### INFORMATION SHOWN
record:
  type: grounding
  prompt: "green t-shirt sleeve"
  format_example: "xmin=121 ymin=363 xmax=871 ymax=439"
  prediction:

### TASK DETAILS
Find each line in the rows above that contains the string "xmax", with case counting, and copy those lines out.

### COMPLETED TASK
  format_example: "xmin=121 ymin=363 xmax=871 ymax=439"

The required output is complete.